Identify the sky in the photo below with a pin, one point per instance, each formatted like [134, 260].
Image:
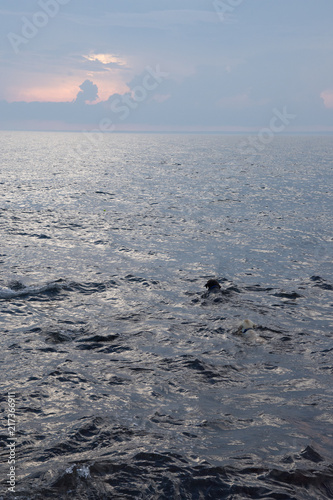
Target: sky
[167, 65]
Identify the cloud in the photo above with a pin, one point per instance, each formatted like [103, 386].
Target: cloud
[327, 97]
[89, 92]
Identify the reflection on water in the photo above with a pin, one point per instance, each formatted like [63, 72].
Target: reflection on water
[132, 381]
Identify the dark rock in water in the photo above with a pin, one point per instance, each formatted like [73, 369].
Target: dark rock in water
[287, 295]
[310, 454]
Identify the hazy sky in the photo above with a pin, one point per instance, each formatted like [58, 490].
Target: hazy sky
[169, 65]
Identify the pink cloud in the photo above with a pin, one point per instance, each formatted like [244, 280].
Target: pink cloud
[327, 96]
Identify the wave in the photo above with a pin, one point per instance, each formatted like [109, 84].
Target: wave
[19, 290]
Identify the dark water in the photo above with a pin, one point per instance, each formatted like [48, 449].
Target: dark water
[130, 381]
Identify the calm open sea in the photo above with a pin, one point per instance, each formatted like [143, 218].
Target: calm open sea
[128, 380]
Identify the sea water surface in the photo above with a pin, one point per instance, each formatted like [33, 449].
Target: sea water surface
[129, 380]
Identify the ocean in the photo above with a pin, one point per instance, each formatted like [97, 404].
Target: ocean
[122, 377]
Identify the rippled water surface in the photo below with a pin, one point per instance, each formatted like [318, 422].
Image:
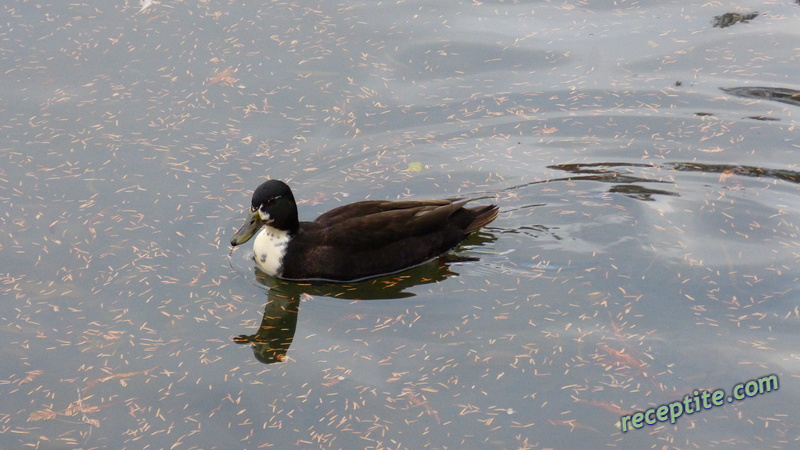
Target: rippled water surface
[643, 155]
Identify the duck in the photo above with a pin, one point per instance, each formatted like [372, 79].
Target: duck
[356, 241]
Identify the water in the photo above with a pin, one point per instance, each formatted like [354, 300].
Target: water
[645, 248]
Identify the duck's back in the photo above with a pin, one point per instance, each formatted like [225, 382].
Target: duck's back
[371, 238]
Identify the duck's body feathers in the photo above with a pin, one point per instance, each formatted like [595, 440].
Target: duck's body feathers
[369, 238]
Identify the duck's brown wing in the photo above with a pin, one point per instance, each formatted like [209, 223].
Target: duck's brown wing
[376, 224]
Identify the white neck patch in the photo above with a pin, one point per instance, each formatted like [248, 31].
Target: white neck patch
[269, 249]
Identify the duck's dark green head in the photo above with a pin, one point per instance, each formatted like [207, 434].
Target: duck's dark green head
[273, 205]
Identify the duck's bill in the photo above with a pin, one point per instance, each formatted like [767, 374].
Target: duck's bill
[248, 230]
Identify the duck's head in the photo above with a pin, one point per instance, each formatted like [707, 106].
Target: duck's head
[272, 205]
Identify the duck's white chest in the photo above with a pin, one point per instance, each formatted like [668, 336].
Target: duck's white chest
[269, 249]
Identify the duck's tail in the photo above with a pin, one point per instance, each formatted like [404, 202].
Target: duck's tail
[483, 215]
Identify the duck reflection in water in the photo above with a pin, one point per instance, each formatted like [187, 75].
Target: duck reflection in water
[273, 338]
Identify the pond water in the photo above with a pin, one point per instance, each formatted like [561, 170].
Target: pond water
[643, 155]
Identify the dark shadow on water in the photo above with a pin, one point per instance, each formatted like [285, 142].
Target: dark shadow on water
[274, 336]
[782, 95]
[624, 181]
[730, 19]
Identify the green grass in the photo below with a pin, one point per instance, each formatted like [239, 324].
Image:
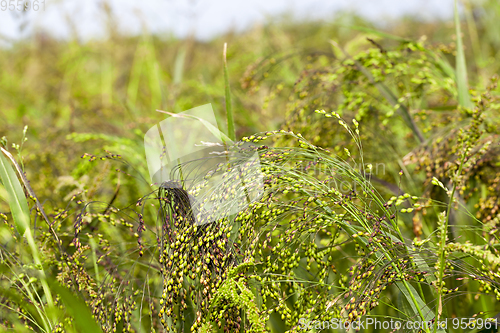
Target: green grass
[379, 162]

## Task statement:
Give back the whole listing as it stands, minus its pictures.

## Complete response:
Identify the sky in the photo below with a pin, one point per instance, each formatted like [134, 260].
Image:
Target: sky
[167, 65]
Identify the cloud in the photo above with a pin, one point per instance, each formatted like [103, 386].
Target: cloud
[327, 97]
[89, 92]
Identify the reflection on water in the photo above with a pin, one point per instance, each formatted like [63, 72].
Target: reflection on water
[132, 381]
Identify the dark rock in water in the photo above with a pin, one point per instance, each formatted like [73, 369].
Target: dark rock in water
[287, 295]
[310, 454]
Identify the hazy sky in the photo above with a pin, one point per instance, each formatted like [58, 490].
Target: hazy sky
[169, 65]
Identify the pink cloud in the photo above with a pin, one point per instance, each formatted like [244, 280].
Target: pink cloud
[327, 96]
Identify the wave in the photo above with a pin, one point per instance, each formatted like [109, 84].
Target: wave
[19, 290]
Identify the dark water in the photo above with a pin, one point per instance, each formatted like [48, 449].
Target: dark water
[130, 381]
Identify the calm open sea in the photo above with a pin, one point per instance, each formatted like [143, 218].
Target: calm open sea
[128, 380]
Identify the sea water surface in the photo above with a pin, one point per instance, each formatted like [33, 449].
Target: sea water surface
[129, 380]
Identify the ocean in the photo above with a pin, one point per instance, each formatted like [97, 404].
Target: ocean
[122, 377]
Identify the rippled water surface in the photo below with a pin, one point per instance, each formatted like [318, 422].
Image:
Target: rippled water surface
[643, 155]
Identify the duck in the photo above with a pin, one point per instance, each formatted like [372, 79].
Target: duck
[356, 241]
Identify the water in the photo above with a pin, one point per instance, each formatted like [354, 300].
Target: water
[645, 248]
Identify the duck's back in the photo above with a pin, one point per instance, each formatted like [225, 382].
Target: duck's back
[371, 238]
Identify the duck's body feathers in the photo above with a pin, one point per instance, each formatted like [595, 440].
Target: duck's body feathers
[369, 238]
Identify the duck's brown wing in the photo above with a pin, one point per instance, each formatted like [209, 223].
Target: duck's brown wing
[376, 224]
Identify the white neck patch in the photo above with a pin, one point per instance, each formatted like [248, 31].
Target: white neck patch
[269, 249]
Identify the duck's dark green head in the photo above with a pin, one point per instance, each formatted like [207, 434].
Target: duck's dark green head
[273, 205]
Identify the duck's bill in the photo above with a pin, one point per instance, each formatted like [767, 374].
Target: duck's bill
[248, 230]
Identify the duck's head in the photo above with a pin, one point per instance, each formatted like [707, 106].
Target: duck's head
[272, 205]
Identify the duck's white chest in the photo above with a pin, one point per instance, each formatted like [668, 336].
Target: duck's white chest
[269, 249]
Identify the duck's tail in the photo above with a pin, one point per instance, each formatted like [404, 202].
Target: duck's tail
[483, 215]
Identify the duck reflection in water in the photo above with a pin, one point per instance, each formatted like [187, 75].
Target: duck reflection in water
[273, 338]
Identify the pond water in the photo above with a pin, one point per instance, each formatted like [561, 170].
Target: pond water
[643, 155]
Identify the dark shadow on water in the photo above with a pin, one point per instance, each formatted like [285, 142].
Target: dark shadow on water
[274, 336]
[782, 95]
[624, 181]
[730, 19]
Identify the green grass in the photo below with a pin, one point per instance, each formatted like [239, 324].
Image:
Target: green grass
[379, 162]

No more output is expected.